__Exercise goal__
Reproduce the data exactly. Omit no record.

__Input records__
========
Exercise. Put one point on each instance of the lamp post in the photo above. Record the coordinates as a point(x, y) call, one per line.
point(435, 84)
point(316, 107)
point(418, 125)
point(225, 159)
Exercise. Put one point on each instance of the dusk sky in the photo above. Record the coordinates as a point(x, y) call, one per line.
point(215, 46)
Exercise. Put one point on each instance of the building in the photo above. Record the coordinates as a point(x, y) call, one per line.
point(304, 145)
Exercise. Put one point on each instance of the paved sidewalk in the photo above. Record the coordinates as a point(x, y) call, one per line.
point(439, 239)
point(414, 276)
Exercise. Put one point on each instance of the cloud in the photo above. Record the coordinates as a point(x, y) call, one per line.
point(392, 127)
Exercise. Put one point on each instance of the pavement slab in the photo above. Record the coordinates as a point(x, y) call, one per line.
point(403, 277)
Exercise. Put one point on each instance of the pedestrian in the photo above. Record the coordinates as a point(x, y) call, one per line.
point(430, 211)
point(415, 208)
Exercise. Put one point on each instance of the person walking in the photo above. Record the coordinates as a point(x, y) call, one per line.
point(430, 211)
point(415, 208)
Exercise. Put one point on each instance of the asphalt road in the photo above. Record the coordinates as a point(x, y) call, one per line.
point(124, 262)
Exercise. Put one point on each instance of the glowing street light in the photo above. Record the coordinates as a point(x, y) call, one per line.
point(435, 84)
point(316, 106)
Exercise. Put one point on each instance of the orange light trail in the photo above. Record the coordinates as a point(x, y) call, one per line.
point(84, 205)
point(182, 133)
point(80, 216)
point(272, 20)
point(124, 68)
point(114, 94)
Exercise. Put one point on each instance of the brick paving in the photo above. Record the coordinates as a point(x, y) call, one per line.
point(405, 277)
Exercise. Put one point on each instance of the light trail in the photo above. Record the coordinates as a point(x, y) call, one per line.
========
__Answer box__
Exercise. Put one point on each instance of the lamp post in the photo above. Record the coordinates as a point(x, y) call, one per line.
point(435, 84)
point(316, 107)
point(418, 125)
point(225, 159)
Exercise. Put one point on each instance of the dusk sky in the photo above. Record the coordinates as a point(x, y) call, one per line.
point(215, 46)
Exercise. Put one point on each instance of the building in the photo above. Record the coordinates as a point(x, y) call, one per line.
point(304, 145)
Exercise. Put one point on each instance of the paved sidewalk in the photo above. Record the coordinates as a point(x, y) call, one per line.
point(439, 239)
point(414, 276)
Exercise. Put one point on each instance of the cloud in the photo above. Record the coordinates as a point(x, y) call, one per line.
point(392, 127)
Exercise. Put one point on each instance of the pavement slab in the photo above. Record the coordinates as a point(x, y) call, one per line.
point(403, 277)
Exercise. Put one point on each instance of the pedestrian in the photo above. Record the coordinates as a point(x, y) call, one per line.
point(430, 211)
point(415, 208)
Exercise. Put one point on each instance of the person walking in the photo above. Record the coordinates as a point(x, y) call, one per line.
point(430, 211)
point(415, 208)
Exercise. Put one point on each instance of the asphalt road in the photo above. Record the coordinates as a point(x, y) call, one per line.
point(124, 262)
Exercise. Put one point on each instance of the glowing street light in the photo above. Record the coordinates as a point(x, y) call, one per line.
point(435, 84)
point(316, 106)
Exercise. Put one point on each instance of the orange light trail in the photo above. Record the coordinates as a point(x, y) call, one per line.
point(84, 205)
point(182, 133)
point(80, 216)
point(272, 20)
point(124, 68)
point(114, 94)
Exercise. Put one point on each instance of the brick paving in the photo above. Record the coordinates as a point(x, y) call, one per line.
point(405, 277)
Exercise. Put one point on each instance of the light trail in the photo above. Record the coordinates as a point(x, y) call, one per line.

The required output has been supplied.